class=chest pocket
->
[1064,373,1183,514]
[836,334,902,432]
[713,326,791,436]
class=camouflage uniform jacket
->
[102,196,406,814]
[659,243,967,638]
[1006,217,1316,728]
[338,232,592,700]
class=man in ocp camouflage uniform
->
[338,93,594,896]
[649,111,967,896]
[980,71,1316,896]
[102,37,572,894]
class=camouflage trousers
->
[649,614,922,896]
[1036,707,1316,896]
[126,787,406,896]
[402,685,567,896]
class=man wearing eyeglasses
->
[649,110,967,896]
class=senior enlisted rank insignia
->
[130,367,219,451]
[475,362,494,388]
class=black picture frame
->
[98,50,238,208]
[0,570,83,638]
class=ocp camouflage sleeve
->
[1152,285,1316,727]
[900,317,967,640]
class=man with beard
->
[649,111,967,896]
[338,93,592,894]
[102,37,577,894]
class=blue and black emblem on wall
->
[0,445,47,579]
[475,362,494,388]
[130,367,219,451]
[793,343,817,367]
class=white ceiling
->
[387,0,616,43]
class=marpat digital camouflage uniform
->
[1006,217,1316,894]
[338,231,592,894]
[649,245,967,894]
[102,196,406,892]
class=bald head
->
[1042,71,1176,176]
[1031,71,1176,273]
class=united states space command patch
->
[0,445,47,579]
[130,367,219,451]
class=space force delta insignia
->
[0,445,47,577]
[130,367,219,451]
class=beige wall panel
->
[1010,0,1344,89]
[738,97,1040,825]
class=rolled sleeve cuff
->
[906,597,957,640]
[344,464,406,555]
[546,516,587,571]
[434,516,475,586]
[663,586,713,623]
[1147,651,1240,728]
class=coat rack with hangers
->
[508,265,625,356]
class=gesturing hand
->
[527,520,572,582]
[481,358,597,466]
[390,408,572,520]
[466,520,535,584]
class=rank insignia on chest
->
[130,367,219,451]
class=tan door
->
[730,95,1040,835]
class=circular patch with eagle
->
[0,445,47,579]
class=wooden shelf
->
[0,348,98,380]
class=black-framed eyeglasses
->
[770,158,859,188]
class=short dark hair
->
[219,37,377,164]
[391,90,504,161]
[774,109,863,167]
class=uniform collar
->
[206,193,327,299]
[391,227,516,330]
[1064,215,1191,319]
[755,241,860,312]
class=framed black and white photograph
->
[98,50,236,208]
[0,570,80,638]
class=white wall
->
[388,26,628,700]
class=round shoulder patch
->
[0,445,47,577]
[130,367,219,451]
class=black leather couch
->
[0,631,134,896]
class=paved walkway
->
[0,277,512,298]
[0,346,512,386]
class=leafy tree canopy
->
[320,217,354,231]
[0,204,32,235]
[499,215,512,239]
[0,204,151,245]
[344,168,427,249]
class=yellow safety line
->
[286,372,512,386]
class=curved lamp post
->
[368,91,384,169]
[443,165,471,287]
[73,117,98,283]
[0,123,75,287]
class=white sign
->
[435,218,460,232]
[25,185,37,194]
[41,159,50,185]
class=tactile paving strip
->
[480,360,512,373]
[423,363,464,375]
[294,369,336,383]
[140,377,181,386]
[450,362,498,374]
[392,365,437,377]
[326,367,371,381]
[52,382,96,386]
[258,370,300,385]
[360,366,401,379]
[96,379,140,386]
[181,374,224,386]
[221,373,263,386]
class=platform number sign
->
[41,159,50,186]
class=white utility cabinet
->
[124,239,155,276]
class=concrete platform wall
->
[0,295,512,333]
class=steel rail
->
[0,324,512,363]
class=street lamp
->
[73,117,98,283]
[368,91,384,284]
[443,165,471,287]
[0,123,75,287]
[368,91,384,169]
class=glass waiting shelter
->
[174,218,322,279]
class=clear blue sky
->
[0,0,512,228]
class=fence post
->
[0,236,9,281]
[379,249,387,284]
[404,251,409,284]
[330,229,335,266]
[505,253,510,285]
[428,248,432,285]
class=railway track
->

Work required -
Could you write out the material again from its first line through the line containing "[0,570,80,638]", both included, keeping every line and multiplying each bounding-box coordinate in the answers by 1.45? Round each result to a whole number, with halves rounded up, and leave all other text unchanged.

Finished answer -
class=chest pocket
->
[1543,541,1715,745]
[1212,484,1308,626]
[1034,473,1147,632]
class=camouflage uniform jacket
->
[148,284,589,1180]
[956,352,1402,925]
[1459,315,1908,1056]
[490,336,858,1015]
class=man in ocp camouflage uniform
->
[490,135,861,1299]
[941,161,1402,1299]
[1421,103,1908,1299]
[148,54,829,1296]
class=camouflage trousers
->
[941,890,1337,1299]
[1502,1025,1908,1299]
[183,1141,589,1299]
[583,993,822,1299]
class=man wearing eyeglasses
->
[941,160,1402,1299]
class=senior enlisted rank insignia
->
[189,532,318,654]
[689,525,716,563]
class=black picture frame
->
[142,73,345,302]
[0,827,120,925]
class=ocp camouflage sleeve
->
[1670,413,1908,1054]
[1305,460,1402,928]
class=man with beard
->
[941,161,1402,1299]
[490,135,858,1296]
[148,54,837,1296]
class=blue and black emblem on wall
->
[0,645,68,840]
[689,525,716,563]
[189,532,318,654]
[1150,497,1185,532]
class=white ceiling
->
[561,0,893,62]
class=marpat digital camouflage uniform
->
[1459,315,1908,1296]
[490,335,858,1296]
[941,355,1402,1296]
[148,284,589,1293]
class=bald head
->
[1511,103,1705,255]
[1495,103,1705,396]
class=united states space command patch
->
[0,645,68,840]
[189,532,318,654]
class=space force delta insignia
->
[0,645,68,837]
[189,532,318,654]
class=beige wall panel
->
[1465,0,1949,129]
[1070,141,1508,1196]
class=rolled sleeve cuff
->
[1314,866,1388,928]
[499,673,589,805]
[792,748,851,828]
[629,748,689,850]
[961,850,1034,903]
[1663,944,1798,1056]
class=coat rack with hangers
->
[737,384,906,516]
class=gesturing hand
->
[764,754,829,844]
[697,519,866,676]
[566,592,829,754]
[676,754,776,847]
class=rank insignia on chest
->
[189,532,318,654]
class=tan door
->
[1059,138,1508,1211]
class=circular patch with eagle
->
[0,645,68,840]
class=wooden shelf
->
[0,505,142,551]
class=black-framed eyeglasses
->
[1117,229,1246,273]
class=short dark hair
->
[318,54,547,238]
[567,131,731,233]
[1122,158,1251,242]
class=uniform collar
->
[299,280,474,434]
[567,329,748,479]
[1543,312,1727,463]
[1095,349,1247,452]
class=framed black and white photograph
->
[142,73,342,302]
[0,827,116,925]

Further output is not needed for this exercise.